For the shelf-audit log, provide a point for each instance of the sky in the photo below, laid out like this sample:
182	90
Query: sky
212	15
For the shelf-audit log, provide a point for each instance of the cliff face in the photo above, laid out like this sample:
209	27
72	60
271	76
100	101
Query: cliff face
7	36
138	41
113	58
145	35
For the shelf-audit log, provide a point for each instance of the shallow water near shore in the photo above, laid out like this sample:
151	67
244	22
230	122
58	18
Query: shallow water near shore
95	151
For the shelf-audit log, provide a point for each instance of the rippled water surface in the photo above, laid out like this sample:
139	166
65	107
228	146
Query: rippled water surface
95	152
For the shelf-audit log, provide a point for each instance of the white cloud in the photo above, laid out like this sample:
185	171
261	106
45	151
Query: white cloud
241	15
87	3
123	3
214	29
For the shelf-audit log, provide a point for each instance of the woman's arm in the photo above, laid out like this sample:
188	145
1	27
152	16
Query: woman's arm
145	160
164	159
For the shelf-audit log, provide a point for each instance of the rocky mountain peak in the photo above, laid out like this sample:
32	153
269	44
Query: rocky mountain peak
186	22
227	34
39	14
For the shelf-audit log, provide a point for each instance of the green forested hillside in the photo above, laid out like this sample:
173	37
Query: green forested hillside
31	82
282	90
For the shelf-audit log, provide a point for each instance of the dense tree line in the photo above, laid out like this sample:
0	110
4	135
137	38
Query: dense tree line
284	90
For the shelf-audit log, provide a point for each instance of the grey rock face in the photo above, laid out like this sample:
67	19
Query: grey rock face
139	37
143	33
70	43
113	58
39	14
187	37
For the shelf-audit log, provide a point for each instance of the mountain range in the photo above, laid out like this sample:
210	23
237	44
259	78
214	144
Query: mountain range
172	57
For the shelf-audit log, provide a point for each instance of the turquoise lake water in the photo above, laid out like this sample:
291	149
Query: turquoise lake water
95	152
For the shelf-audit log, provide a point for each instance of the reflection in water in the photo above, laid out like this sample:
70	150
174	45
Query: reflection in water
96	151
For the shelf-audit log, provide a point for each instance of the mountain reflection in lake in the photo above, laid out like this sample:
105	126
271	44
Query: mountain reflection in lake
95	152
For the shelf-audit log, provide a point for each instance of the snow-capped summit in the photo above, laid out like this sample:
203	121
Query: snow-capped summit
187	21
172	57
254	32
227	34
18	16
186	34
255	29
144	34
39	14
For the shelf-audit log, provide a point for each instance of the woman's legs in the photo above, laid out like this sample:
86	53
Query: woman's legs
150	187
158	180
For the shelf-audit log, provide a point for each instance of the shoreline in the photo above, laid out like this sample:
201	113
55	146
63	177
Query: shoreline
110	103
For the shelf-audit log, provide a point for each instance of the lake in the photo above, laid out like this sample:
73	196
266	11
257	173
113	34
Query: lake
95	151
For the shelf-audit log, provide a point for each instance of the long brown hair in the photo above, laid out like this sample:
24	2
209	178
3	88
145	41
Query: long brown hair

# Aim of the task
Set down the listing in full, keeping every word exactly as it is.

# Response to the task
For the shelf-audit log, provide a point for each instance of the sky in the photo below, laid out like this sample:
182	90
Query: sky
212	15
For the shelf-audit log, provide a point for each instance of the cliff face in the photo above, laid out like this sample:
209	27
72	60
271	76
100	101
Query: cliff face
7	36
138	41
113	58
145	35
For the shelf-audit log, provide a point for each instance of the shallow water near shore in the photo above, laid out like this sample:
151	67
244	22
230	122
58	18
Query: shallow water near shore
95	151
For the shelf-audit log, provide a point for each instance of the rippled water surface in the photo above, laid out like this sample:
139	166
65	107
228	146
Query: rippled water surface
95	152
For the shelf-audit log, provide a point for each instance of the white cloud in the photo above, laid out like this sample:
185	171
261	106
45	151
Query: white cloud
241	15
87	3
123	3
214	29
For the shelf-audit log, provide a point for each instance of the woman's arm in the photo above, laid out like this sample:
188	145
1	27
152	16
Query: woman's arm
145	160
164	159
For the shelf-audit log, provide a point for each instance of the rocky mountain peak in the photo above, laid out like this sample:
32	153
269	44
Query: rocky mountain peak
186	22
227	34
39	14
For the shelf-audit log, provide a point for each instance of the green forested hillside in the photo above, laid out like this sample:
173	37
Query: green forested hillside
31	82
282	90
For the shelf-audit log, provide a point for each instance of the dense tree line in the photo above, laid out like this sample:
0	110
4	135
137	38
Query: dense tree line
284	90
For the shelf-audit log, provide a point for each instance of the grey rock face in the photo above, laid out like this sample:
67	19
Query: grey rock face
139	37
143	33
70	43
113	58
39	14
187	37
For the shelf-audit log, provide a point for each instance of the mountain range in the photo above, laid out like this sample:
210	23
237	44
259	78
214	144
Query: mountain range
172	57
For the shelf-audit log, provide a point for each instance of the turquoise lake water in the photo above, laid out like this sample:
291	149
Query: turquoise lake water
95	152
For the shelf-audit log, provide a point for each instance of the reflection in water in the photo above, laid out like this sample:
70	150
174	45
Query: reflection in water
96	151
For the shelf-audit log, provide a point for each instance of the mountain reflection in lake in the photo above, laid out like this sample:
105	126
271	44
Query: mountain reflection in lake
95	152
For the shelf-audit log, provide a point for each instance of the snow-capped summit in the photo above, laid out like this sample:
203	121
Query: snow-capped summit
187	21
172	57
254	32
227	34
18	16
186	34
255	29
144	34
39	14
For the shelf-audit log, provide a point for each instance of the woman's legs in the photo above, laid out like this sample:
86	53
Query: woman's legs
150	187
158	180
For the shelf-audit log, provide a point for each instance of the shoreline in the photo above, laid out like this sample:
201	113
55	146
63	177
Query: shoreline
110	103
For the shelf-audit log, provide a point for each instance of the lake in the photo above, laid out like this sample:
73	196
266	11
257	173
113	34
Query: lake
95	151
For the shelf-audit log, provide a point for each instance of the long brown hair in the photo above, laid out like this sample:
24	2
209	178
3	88
145	41
Query: long brown hair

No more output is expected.